[DIRECTION] List every line in the records below that contains the string "grass", and copy each of those lines in full. Case counts.
━━ INPUT RECORDS
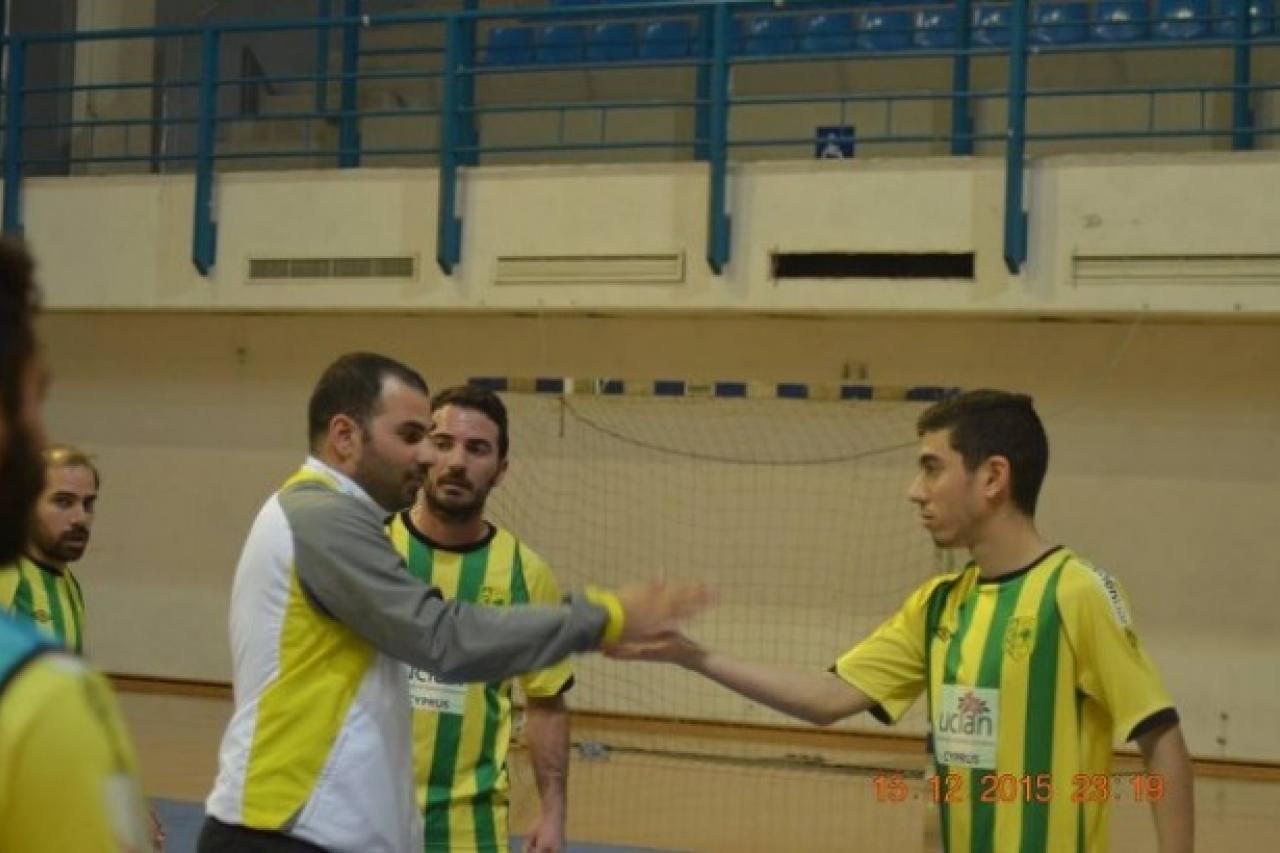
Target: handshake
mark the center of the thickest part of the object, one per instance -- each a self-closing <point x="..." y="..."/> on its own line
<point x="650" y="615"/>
━━━━
━━ INPUT RECORDS
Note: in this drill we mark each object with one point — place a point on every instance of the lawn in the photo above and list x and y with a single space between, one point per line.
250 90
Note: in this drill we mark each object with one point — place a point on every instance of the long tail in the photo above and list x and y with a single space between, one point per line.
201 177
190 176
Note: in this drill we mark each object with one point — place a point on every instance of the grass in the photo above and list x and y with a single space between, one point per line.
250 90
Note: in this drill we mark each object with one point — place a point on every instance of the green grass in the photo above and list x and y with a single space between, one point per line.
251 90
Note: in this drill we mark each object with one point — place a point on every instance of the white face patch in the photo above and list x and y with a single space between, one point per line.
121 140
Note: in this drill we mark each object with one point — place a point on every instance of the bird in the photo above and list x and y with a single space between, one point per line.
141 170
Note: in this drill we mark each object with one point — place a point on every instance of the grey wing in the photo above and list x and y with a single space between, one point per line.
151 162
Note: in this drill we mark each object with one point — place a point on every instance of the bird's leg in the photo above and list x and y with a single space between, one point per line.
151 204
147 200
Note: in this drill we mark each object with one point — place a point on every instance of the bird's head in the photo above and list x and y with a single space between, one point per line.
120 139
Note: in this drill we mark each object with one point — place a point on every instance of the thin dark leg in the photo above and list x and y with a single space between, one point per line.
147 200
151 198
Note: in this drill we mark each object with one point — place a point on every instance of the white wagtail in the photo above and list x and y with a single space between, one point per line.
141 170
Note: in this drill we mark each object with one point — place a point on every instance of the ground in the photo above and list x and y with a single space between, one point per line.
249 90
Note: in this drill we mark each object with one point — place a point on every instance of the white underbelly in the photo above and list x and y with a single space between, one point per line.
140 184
━━━━
━━ INPUT RECORDS
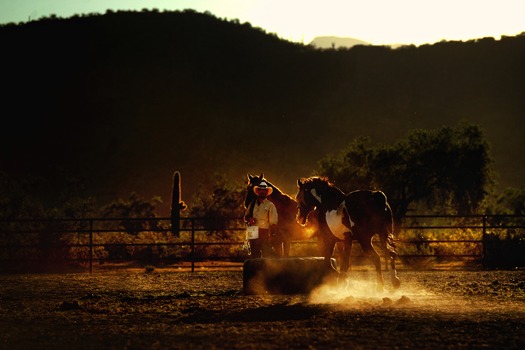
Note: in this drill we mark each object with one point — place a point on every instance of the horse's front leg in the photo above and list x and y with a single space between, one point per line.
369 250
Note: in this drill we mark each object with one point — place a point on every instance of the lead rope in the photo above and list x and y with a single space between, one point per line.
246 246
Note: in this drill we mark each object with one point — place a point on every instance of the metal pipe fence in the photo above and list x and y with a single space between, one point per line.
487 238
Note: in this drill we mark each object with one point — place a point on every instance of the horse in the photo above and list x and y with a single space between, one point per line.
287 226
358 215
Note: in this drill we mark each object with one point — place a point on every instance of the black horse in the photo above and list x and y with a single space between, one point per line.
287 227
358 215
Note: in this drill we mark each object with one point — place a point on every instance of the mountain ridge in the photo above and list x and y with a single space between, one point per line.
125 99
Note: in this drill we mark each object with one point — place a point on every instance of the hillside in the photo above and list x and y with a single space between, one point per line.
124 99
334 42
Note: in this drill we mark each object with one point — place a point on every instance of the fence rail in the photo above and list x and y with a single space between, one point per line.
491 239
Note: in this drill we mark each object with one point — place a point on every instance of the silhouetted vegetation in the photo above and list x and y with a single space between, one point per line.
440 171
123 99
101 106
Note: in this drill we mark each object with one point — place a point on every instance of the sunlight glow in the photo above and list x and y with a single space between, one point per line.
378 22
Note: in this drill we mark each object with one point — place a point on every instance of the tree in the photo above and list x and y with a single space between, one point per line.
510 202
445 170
━━━━
[PROBLEM SOLUTION]
Note: in this drill we mark each object with one point — place a point on every instance of the grass in the photo above and list x and y with a single space between, one point per line.
Note: in this drill we mark each object with one point — place a point on every instance of the green grass in the photo above and list x and y with a single space between, one point per line.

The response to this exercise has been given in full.